··· Extrait proposé ···
Cela faisait cinquante ans que la région comprise entre Paris et la mer connaissait ces attaques des hommes venus du Nord. Les faubourgs de Paris avaient d’ailleurs déjà été attaqués plusieurs fois, mais jamais l’île fortifiée de la cité. Cette fois-ci, cependant, les Vikings demandent l’autorisation de remonter la Seine plus en amont. Si cette faveur leur est accordée, la ville ne subira aucun dommage. Gauzlin, l’évêque de Paris, refuse et c’est le début des affrontements. Les remparts tiennent bon et les assaillants subissent de lourdes pertes. Pour se venger, ils pillent la région et décident de faire le siège de la capitale du royaume franc, lequel durera un an. A la fin, ayant reçu une importante somme d’argent de la part de l’évêque, Les vikings s’en vont conquérir la région de Bayeux.
··· Lignes enregistrées ···
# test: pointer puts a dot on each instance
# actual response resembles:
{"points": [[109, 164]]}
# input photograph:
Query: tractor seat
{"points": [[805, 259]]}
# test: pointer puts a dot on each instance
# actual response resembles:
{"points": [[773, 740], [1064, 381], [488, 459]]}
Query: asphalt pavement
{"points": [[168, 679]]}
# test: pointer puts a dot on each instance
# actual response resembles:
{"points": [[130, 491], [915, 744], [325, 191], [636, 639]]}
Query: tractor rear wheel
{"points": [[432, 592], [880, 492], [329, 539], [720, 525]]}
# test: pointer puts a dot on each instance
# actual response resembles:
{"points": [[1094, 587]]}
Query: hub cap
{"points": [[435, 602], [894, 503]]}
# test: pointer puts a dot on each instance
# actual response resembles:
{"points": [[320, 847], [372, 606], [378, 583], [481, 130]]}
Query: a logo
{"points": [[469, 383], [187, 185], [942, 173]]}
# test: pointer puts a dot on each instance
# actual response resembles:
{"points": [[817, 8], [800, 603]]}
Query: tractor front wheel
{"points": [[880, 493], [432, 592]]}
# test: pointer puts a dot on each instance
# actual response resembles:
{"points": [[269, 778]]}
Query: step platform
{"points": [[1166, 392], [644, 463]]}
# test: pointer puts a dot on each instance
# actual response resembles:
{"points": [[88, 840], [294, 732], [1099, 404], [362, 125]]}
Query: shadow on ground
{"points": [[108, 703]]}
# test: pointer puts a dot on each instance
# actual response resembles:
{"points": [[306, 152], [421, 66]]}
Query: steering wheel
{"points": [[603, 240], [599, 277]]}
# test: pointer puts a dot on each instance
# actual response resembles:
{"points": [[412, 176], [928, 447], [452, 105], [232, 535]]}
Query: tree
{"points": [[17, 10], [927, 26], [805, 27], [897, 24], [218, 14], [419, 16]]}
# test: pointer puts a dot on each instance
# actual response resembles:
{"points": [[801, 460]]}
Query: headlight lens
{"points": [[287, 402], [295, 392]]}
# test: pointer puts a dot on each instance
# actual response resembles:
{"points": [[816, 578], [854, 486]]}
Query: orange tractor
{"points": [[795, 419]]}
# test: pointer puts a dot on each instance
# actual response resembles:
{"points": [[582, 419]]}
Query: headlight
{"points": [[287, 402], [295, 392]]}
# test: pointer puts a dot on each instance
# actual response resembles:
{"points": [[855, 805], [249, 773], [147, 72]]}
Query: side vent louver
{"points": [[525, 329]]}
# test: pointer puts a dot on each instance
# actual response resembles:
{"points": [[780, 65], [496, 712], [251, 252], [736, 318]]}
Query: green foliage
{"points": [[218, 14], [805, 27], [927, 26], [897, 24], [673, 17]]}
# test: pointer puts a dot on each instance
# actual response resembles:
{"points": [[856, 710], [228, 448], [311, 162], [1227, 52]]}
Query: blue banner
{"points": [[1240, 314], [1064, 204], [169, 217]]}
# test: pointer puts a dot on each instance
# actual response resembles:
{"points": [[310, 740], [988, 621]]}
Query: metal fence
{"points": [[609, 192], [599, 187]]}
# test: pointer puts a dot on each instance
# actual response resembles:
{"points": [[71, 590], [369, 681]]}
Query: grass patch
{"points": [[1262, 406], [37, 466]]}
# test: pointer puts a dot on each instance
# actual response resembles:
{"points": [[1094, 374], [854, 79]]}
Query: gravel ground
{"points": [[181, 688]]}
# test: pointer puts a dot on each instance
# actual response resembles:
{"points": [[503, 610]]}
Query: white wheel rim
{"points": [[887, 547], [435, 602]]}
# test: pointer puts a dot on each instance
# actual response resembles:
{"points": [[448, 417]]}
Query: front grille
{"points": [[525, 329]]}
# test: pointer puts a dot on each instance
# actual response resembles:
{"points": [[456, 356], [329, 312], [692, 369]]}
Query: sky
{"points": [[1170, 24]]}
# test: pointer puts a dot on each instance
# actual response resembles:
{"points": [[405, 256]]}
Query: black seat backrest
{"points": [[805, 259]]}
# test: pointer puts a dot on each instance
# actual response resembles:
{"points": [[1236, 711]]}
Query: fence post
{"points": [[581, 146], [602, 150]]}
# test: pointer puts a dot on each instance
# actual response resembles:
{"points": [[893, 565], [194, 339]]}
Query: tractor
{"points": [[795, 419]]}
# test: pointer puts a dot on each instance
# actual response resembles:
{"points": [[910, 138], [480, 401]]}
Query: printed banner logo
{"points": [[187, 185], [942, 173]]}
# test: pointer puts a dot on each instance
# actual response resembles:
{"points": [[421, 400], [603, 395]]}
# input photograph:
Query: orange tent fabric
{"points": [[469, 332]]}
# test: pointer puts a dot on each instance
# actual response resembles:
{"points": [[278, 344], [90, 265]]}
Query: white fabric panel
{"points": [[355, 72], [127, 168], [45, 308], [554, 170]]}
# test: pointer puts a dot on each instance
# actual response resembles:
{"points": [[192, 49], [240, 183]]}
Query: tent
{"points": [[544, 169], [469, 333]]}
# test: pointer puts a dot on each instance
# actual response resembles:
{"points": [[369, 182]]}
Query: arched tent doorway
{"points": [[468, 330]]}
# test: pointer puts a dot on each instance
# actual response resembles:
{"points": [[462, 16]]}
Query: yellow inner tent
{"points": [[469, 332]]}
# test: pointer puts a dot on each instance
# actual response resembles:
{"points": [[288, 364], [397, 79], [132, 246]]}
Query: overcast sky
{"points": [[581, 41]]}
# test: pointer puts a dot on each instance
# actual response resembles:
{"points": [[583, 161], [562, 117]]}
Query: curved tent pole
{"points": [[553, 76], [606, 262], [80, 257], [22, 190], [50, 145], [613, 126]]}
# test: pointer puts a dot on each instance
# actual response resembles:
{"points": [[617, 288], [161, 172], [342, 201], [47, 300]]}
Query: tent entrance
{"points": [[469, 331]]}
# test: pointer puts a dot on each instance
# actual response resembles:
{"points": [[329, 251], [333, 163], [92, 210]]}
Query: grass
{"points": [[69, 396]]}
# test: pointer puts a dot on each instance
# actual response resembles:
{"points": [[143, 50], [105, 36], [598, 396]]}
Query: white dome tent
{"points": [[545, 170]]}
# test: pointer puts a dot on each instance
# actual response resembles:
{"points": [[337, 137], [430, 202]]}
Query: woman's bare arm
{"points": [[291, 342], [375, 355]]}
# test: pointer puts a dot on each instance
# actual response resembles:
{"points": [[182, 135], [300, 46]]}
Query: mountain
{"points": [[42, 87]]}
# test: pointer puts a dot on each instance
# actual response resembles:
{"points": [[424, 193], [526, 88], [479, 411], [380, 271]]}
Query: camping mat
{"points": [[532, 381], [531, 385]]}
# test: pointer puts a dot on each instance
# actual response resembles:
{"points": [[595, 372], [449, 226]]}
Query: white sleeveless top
···
Travail demandé:
Écrivez la suite de l'extrait sur le siège de Paris par les Vikings, en commençant juste après sa dernière phrase.

Réponse rédigée:
La faiblesse des rois carolingiens à s’opposer efficacement aux Vikings leur sera fatale. En effet, le roi Charles III le Gros, qui revient de Germanie avec son armée (un peu tard), préfère à son tour payer une grosse somme d’argent plutôt que d’affronter militairement les envahisseurs. Il aurait même consenti à ce qu’ils remontent la Seine, contribuant ainsi à la mise à sac de la Bourgogne. Conséquence : il sera destitué peu après et les seigneurs français élisent comme roi le comte Eudes (le fils de Robert le Fort), qui lui s’était fait remarquer par ses prouesses pendant le siège de Paris.

Mais revenons à Rollon, qui semble donc bien avoir participé à ce fameux siège. Ce qui est sûr, c’est qu’il a conquis Bayeux et qu’il a pillé la Bourgogne. On sait qu’il a épousé (de force, ce qui nous fait réfléchir sur la triste destinée des femmes en temps de guerre) une certaine Poppa, fille du comte Béranger de Bayeux, que Rollon tua de ses propres mains. Il s’installe et commence à développer des alliances avec les autorités franques en place. On peut donc estimer que vers 910, il n’est plus le simple chef d’une bande de pillards, mais un seigneur établi sur ses terres.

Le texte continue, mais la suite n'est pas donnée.